Academic journal article Rural Society

Recreation, Arts, Events and Festivals: Their Contribution to a Sense of Community in the Colac-Otway Shire of Country Victoria

Academic journal article Rural Society

Recreation, Arts, Events and Festivals: Their Contribution to a Sense of Community in the Colac-Otway Shire of Country Victoria

Article excerpt

Introduction

A sense of community is an experientially based concept that focuses on the interrelationship and interdependence of individuals in a specific setting. The most common type of 'community' is based on geographic location, but may also include membership in a group, or individuals who share similar beliefs, behaviours, characteristics and/or values. Sense of community is difficult to pinpoint as it is an intangible concept, but it can often be interpreted in terms of other measurable terms.

The purpose of this article is to determine what breadth of recreation, arts, events, and cultural programming is desirable to develop an optimal sense of community in a rural setting. The research conducted to answer this question focused on determining whether sense of community is unique to each individual community within a rural society, or representative of the offerings of the central administrative structure of the region. For this article, a community is defined as a group of individuals living in the same area, such as within the confines of a rural society. A rural society is defined as social life takingplace outside of a major metropolitan area/urban centre where the major population and economic activities are widespread over a significant distance, but the major population size ranges from 5,000-25,000 residents. These population figures were derived from two sources: (1) levels 4 and 5 of the Rural, Remote and Metropolitan Classifications (RRMA) (Australian Government 2007; Victoria Metropolitan Alliance 2007); and (2) the Australian Bureau of Statistics' (ABS) (2007) population estimates for Statistical Local Areas (SLA's).

= DATASET =
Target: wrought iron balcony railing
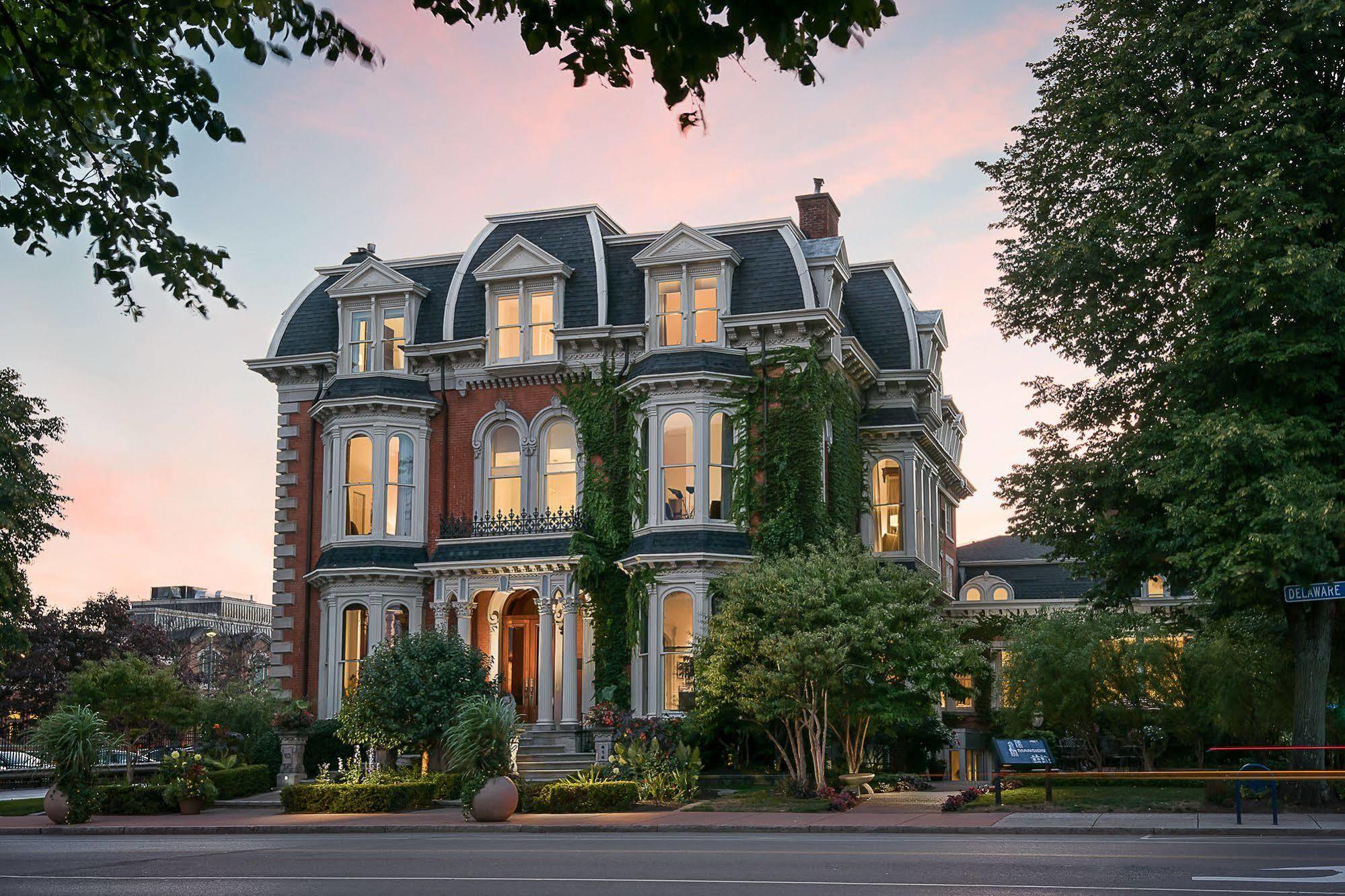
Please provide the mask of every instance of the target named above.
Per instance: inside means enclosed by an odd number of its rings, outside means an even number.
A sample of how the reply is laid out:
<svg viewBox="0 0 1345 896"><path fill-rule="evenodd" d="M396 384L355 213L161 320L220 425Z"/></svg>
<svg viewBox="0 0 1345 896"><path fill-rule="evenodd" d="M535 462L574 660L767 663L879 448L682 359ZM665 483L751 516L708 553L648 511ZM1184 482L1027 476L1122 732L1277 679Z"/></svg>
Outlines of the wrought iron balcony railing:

= TASKS TO COMPLETE =
(1) In the article excerpt, what range of major population size defines a rural society?
(2) Print the stretch of the article excerpt from "Introduction" through "other measurable terms.".
The article excerpt can be used without the records.

= TASK RESULTS =
(1) From 5,000 to 25,000 residents.

(2)
Introduction

A sense of community is an experientially based concept that focuses on the interrelationship and interdependence of individuals in a specific setting. The most common type of 'community' is based on geographic location, but may also include membership in a group, or individuals who share similar beliefs, behaviours, characteristics and/or values. Sense of community is difficult to pinpoint as it is an intangible concept, but it can often be interpreted in terms of other measurable terms.